-- Quoted text start --

# Maple & Brown Sugar Buckboard Bacon?



## hank (Oct 26, 2007)

At what point are these added for extra flavor and for how long?
Also does anyone have experience with grade "B" maple syrup?

Thanks in advance!


----------



## deejaydebi (Nov 5, 2007)

I'd add it right to the cure! I'll soak in for awhile. 

My understanding is that maple sryup made from the earlest sap is grade A and the end of the runnings grade B. Grade A is usually for eatting or light pastries etc. grade B for cooking becuase it's stronger tasting.

I like the Grade A Dark Amber the best for bacon!


----------



## nauidvr1 (Nov 5, 2007)

I started the cure process on Nov 1st, using the Hi Mountian Buckboard Bacon Cure. 

I'm doing two 8lb Butts and two 9lb Loins - yep 34 lbs of meat! 

Hey Debi - can I apply the maple syrup after the curing process? Or is it to late? I was thinking of either painting the syrup on, after the rinse, and re vac sealing for 1 or 2 days. Or I was just going to smoke for a few hours then paint it on the meat after the smoke had done its job. Which do you think will work the best. Also, got a reccommendation on the type of wood to smoke with - I was thinking Hickory or Oak, but had considered Maple as well.

Here is some Q-View for you:


----------



## flyboys (Nov 5, 2007)

34 pounds of bacon!!!!  That looks and sounds absolutely incredible!!


----------



## deejaydebi (Nov 5, 2007)

Wow Tom sounds like your gonna have a great time! Wish I was there!

-- Quoted text end --
-- Provided information start --

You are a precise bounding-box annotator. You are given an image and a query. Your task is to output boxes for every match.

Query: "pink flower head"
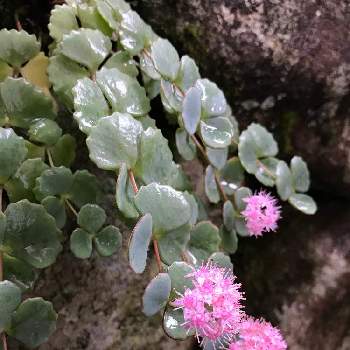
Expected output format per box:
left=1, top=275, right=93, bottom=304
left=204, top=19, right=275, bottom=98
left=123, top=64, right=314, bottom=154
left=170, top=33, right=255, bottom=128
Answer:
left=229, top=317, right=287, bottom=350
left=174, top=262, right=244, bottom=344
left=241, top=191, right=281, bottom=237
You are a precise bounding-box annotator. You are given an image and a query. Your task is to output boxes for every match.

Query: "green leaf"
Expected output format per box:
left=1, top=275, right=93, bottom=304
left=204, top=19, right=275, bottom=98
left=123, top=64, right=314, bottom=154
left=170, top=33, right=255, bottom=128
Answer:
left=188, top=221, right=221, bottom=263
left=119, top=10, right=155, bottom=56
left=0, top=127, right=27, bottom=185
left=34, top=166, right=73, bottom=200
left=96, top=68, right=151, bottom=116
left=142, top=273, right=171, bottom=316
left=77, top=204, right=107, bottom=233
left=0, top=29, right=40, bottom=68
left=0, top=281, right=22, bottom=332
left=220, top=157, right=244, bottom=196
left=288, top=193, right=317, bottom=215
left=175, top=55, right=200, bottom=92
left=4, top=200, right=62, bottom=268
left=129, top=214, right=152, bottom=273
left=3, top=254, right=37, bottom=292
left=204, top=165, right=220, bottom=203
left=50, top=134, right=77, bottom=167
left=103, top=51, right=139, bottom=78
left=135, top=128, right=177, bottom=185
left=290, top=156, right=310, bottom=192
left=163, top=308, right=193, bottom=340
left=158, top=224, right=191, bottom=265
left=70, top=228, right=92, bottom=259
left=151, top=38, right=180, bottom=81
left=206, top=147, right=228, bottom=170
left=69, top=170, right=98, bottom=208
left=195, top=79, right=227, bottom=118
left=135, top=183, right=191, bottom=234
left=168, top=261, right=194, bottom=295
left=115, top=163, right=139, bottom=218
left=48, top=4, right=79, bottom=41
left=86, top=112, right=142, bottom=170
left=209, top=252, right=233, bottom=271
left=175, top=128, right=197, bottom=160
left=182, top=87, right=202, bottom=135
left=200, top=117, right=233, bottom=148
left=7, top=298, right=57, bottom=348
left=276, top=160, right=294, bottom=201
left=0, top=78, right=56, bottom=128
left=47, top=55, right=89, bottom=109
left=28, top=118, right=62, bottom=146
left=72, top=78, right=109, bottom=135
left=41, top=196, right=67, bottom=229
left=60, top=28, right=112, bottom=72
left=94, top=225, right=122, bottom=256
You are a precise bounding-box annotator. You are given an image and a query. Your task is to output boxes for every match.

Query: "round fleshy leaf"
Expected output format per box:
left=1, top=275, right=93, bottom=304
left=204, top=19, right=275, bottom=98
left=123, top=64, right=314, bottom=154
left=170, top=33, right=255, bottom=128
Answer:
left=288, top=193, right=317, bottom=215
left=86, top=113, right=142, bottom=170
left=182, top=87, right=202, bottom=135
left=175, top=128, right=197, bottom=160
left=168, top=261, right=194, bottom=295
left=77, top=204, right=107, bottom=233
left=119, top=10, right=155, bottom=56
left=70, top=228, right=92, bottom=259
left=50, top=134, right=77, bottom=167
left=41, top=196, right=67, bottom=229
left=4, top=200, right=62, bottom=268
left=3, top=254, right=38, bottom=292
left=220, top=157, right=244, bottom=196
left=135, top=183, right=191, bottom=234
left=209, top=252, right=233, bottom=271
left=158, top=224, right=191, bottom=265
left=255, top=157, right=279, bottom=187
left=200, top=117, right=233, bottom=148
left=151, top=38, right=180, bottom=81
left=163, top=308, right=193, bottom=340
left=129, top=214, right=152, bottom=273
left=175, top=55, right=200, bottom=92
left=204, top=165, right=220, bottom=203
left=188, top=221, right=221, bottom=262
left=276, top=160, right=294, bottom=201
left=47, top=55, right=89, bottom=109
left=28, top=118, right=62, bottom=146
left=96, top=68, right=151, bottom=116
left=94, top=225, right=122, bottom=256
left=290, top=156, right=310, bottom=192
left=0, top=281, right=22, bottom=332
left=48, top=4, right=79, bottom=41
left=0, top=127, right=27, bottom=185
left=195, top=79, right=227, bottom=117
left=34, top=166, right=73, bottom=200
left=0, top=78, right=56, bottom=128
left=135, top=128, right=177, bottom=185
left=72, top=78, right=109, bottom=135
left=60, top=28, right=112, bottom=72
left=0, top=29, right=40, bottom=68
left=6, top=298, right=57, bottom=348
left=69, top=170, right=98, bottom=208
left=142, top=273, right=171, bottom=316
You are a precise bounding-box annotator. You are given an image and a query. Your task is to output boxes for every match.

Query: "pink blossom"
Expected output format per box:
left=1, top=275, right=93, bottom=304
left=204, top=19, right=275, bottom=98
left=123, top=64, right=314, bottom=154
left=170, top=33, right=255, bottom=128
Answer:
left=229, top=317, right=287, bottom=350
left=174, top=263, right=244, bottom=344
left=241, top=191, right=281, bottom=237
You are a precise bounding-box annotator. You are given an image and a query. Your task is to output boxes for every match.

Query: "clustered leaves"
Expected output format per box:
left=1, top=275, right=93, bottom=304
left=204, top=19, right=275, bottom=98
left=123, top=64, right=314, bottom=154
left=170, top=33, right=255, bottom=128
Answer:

-- Provided information end --

• **Jobs**
a. Copy the maple bacon thread from "Thanks in advance!" to "best for bacon!", putting "baked goods" in place of "pastries".
b. Continue the maple bacon thread after its last post.
The data stand apart from the maple bacon thread.

• **Task-by-task results**
a.
Thanks in advance!


----------



## deejaydebi (Nov 5, 2007)

I'd add it right to the cure! I'll soak in for awhile. 

My understanding is that maple sryup made from the earlest sap is grade A and the end of the runnings grade B. Grade A is usually for eatting or light baked goods etc. grade B for cooking becuase it's stronger tasting.

I like the Grade A Dark Amber the best for bacon!

b.
I haven't added the maple syrup after the brine other than to add it t my apple juice spray but it should work. It won't get hot enough to worry about burning or anything. It just won't get absorbed into the meat is all.

I do spray after the first say 3 hours or so, about once every few hours - some don't. I like the extra sweetness.

This is one of the main reasons I prefer a wet brine solution, when you pump your meat (inject with brine for the newbies) you can actually add whatever flavors you want and it's distributed all through the meat not just the outside. It is a tad messier initially but if you are using vacuum bags like you are one gallon of liquid brine in vacuum bags can actually do about 25 to 30pounds of meat. Maybe more I never got past that amount of meat and alway end up throwing out a quart or so of brine solution.

When you fry up the bacons the maple taste in the pan will get all over the meat so not to worry - it just won't be cured in.

I highly recommend cherry, apple, pecan and hickory for bacon and if you have it a bit of orange is really nice too.

Looks great Tom I can't wait to hear your report after to get to try some! It'll definatley make bacon lover out of anybody! Problem is the store bought stuff will never taste good to you again.


----------



## dacdots (Nov 6, 2007)

Please take Debi's advice,injecting is the best way to get uniform and better taste throughout the bacon.


----------



## nauidvr1 (Nov 6, 2007)

To late to inject, but will next time. I am just going to experiment on this batch, by painting on the maple syrup halfway thru the smoking process.


----------



## nauidvr1 (Nov 8, 2007)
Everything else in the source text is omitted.